PAGE TEXT:
⁂

R/gheckman.R

Defines functions gheckman

Documented in gheckman

#' Use this function to estimate Multivariate Switch model
#' @param data data frame containing the variables in the model
#' @param outcome main (continious) equation formula
#' @param selection1 the first selecton equation formula
#' @param selection2 the second selecton equation formula
#' @param selection3 the third selecton equation formula
#' @param selection4 the fourth selecton equation formula
#' @param selection5 the fifth selecton equation formula
#' @param groups vector which determines each groups outcome
#' @param rules matrix which rows correspond to possible combination of selection equations values.
#' @param show_info shows likelihood function optimization info
#' @param only_twostep if true then only two-step procedure used
#' @param opts options that are passed to nlopt
#' @param x0 optional initial values to be used while solving optimization task
#' @param remove_zero_columns set true for switch regression (more then 1 groups) if your dependent variable is a part of dummy variable
#' @details This function estimates Multivariate Switch-Selection model via maximum-likelihood and two-step procedures.

⁂

DATASET RECORDS:

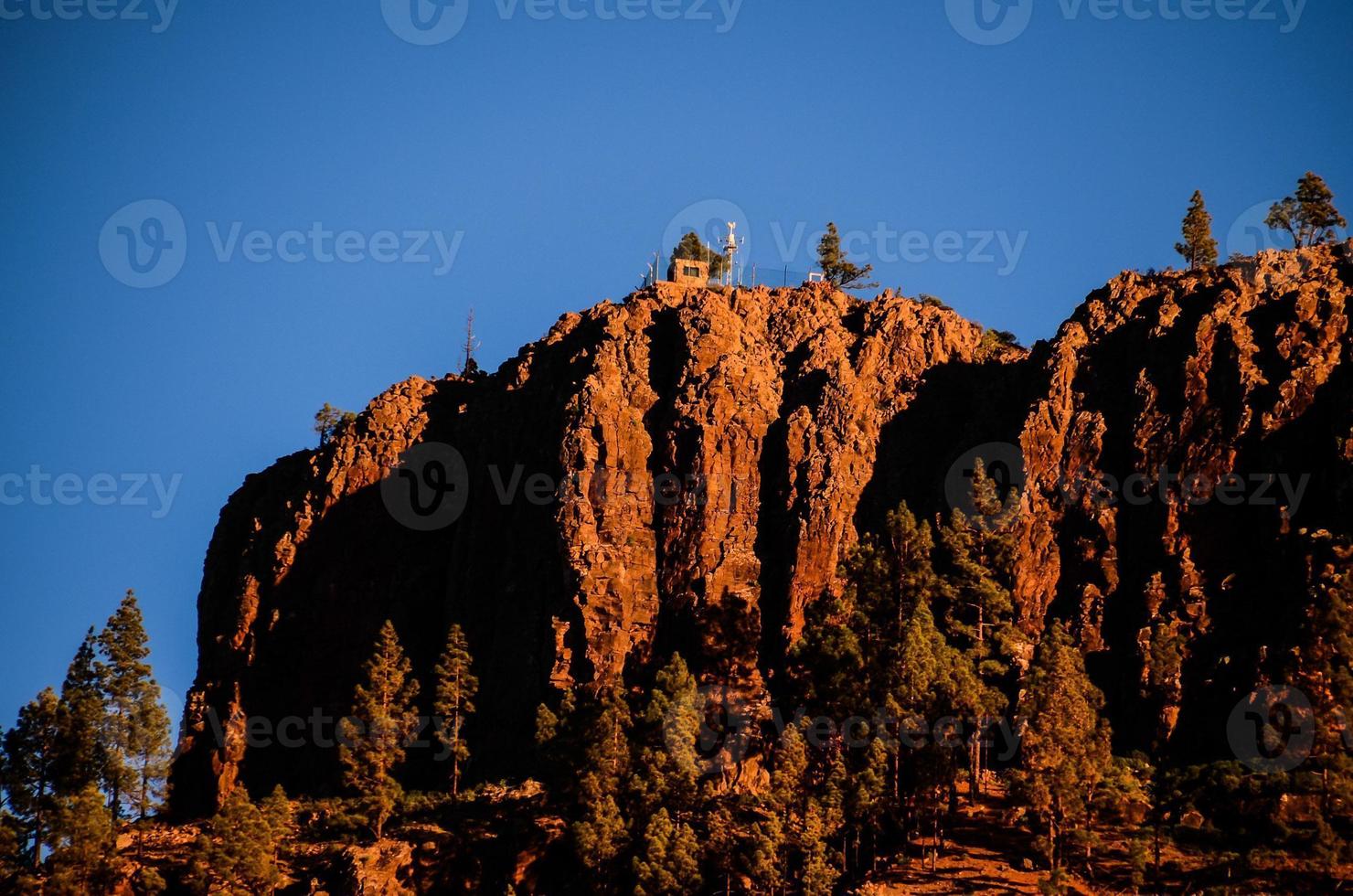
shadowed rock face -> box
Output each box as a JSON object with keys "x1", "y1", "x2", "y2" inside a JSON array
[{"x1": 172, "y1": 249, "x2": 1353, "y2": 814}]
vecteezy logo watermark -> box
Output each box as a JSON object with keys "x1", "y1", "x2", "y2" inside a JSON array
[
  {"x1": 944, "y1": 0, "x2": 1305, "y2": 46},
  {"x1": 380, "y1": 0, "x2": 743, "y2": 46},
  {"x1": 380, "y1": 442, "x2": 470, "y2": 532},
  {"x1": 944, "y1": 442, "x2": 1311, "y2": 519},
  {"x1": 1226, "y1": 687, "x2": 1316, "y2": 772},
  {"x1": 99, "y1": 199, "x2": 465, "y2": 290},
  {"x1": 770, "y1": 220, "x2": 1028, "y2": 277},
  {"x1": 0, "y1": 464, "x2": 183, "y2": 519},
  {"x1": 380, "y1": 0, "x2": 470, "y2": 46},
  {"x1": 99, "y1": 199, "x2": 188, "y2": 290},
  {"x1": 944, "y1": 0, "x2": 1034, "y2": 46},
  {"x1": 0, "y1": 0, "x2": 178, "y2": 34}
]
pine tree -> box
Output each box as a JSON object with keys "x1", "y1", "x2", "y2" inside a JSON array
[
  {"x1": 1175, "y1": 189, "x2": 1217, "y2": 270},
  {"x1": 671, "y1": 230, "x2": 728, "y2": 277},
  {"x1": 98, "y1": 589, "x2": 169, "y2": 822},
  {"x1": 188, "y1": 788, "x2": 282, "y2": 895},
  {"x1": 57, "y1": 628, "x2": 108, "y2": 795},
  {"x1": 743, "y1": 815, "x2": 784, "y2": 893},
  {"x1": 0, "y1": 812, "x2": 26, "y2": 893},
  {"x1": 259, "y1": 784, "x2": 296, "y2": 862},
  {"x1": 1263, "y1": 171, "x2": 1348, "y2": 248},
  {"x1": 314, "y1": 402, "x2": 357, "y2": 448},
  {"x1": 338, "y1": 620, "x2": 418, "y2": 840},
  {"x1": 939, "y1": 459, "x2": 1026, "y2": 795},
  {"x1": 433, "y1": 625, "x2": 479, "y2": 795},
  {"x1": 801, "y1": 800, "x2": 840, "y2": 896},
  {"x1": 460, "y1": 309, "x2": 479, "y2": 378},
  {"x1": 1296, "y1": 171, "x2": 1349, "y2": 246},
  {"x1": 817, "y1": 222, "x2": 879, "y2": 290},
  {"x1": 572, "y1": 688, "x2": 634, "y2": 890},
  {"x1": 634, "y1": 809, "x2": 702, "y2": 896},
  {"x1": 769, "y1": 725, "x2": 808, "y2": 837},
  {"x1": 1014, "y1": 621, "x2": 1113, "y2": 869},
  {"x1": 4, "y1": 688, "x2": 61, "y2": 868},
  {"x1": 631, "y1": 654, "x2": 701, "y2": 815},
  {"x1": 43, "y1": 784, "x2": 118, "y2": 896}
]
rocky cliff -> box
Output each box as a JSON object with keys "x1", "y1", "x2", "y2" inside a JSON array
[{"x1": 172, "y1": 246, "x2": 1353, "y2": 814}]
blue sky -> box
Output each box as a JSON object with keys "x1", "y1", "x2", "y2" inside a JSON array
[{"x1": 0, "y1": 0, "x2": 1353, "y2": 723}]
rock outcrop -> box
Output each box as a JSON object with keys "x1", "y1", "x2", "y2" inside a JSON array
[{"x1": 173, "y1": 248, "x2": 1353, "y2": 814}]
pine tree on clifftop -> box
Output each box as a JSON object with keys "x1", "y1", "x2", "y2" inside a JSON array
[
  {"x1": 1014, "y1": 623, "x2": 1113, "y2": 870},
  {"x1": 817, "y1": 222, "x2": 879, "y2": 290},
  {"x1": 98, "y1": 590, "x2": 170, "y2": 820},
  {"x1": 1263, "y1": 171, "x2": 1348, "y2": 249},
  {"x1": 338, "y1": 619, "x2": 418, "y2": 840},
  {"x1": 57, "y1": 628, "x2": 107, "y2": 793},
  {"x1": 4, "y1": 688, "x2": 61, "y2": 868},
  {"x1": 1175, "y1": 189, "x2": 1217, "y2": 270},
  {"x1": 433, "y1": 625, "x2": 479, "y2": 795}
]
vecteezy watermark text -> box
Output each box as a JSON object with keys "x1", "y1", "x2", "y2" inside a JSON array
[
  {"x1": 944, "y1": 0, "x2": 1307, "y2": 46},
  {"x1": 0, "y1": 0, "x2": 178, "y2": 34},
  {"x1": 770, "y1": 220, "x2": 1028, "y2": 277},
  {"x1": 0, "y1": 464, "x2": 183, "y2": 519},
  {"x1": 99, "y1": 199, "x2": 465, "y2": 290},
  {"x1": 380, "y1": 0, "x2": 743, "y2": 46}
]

⁂

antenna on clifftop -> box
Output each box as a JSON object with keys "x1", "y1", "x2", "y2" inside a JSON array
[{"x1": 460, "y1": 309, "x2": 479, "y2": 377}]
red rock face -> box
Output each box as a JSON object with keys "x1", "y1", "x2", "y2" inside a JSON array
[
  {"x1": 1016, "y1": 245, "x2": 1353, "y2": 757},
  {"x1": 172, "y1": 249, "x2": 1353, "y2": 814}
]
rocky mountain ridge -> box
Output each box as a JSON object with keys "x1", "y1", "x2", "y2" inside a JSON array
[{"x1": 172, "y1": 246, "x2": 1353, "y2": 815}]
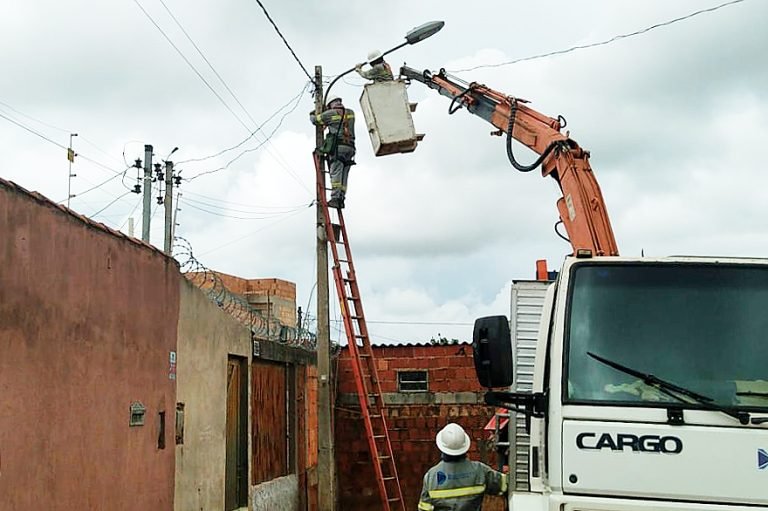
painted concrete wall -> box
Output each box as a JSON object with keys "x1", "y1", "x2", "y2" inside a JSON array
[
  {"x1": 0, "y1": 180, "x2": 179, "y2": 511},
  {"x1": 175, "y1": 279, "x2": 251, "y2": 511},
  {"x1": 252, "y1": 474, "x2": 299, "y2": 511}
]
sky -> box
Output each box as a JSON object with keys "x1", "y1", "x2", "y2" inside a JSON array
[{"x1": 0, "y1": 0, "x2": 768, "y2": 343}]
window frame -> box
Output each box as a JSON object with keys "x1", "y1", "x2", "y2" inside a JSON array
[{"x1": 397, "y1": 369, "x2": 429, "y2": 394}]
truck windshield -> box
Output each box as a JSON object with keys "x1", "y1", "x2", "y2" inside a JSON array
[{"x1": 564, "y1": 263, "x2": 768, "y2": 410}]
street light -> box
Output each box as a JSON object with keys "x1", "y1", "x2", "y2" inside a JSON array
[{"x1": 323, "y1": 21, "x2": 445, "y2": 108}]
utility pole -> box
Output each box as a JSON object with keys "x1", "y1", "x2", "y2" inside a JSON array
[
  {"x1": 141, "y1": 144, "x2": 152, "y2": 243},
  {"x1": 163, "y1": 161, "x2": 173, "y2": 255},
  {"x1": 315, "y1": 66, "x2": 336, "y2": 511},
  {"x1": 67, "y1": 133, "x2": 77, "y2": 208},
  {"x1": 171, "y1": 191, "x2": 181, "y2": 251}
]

⁂

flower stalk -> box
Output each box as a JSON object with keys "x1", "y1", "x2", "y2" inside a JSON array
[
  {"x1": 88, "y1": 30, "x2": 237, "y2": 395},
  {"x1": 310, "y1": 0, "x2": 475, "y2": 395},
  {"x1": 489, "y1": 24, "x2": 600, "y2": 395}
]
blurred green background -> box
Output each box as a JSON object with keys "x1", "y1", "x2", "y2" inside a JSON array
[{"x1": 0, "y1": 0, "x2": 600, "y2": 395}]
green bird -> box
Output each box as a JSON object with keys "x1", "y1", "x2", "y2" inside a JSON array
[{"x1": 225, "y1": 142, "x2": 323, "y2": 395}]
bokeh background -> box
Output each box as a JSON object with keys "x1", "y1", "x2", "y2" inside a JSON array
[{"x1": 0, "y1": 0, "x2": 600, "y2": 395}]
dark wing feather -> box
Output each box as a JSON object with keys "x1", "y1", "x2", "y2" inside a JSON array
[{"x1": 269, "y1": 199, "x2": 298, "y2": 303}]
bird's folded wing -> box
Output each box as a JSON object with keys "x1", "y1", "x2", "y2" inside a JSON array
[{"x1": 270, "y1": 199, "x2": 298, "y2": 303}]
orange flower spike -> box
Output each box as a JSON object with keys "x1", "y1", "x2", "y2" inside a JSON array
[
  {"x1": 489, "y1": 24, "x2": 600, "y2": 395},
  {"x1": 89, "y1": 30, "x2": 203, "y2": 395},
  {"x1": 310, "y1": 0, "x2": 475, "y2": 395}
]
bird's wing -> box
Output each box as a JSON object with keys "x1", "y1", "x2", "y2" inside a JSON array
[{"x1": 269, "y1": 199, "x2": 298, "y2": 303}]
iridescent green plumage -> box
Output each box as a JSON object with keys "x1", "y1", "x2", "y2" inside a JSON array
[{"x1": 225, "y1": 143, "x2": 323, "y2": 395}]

⁂

REQUIREMENT A: Reproduce the gheckman documentation in full, keeping every character as it appears.
REQUIREMENT B: State only the number of lines in the records that contain the string "green", matching case.
The records are unrelated to the gheckman documentation.

FINISHED ANSWER A:
R/gheckman.R

Defines functions gheckman

Documented in gheckman

#' Use this function to estimate Multivariate Switch model
#' @param data data frame containing the variables in the model
#' @param outcome main (continious) equation formula
#' @param selection1 the first selecton equation formula
#' @param selection2 the second selecton equation formula
#' @param selection3 the third selecton equation formula
#' @param selection4 the fourth selecton equation formula
#' @param selection5 the fifth selecton equation formula
#' @param groups vector which determines each groups outcome
#' @param rules matrix which rows correspond to possible combination of selection equations values.
#' @param show_info shows likelihood function optimization info
#' @param only_twostep if true then only two-step procedure used
#' @param opts options that are passed to nlopt
#' @param x0 optional initial values to be used while solving optimization task
#' @param remove_zero_columns set true for switch regression (more then 1 groups) if your dependent variable is a part of dummy variable
#' @details This function estimates Multivariate Switch-Selection model via maximum-likelihood and two-step procedures.

FINISHED ANSWER B: 3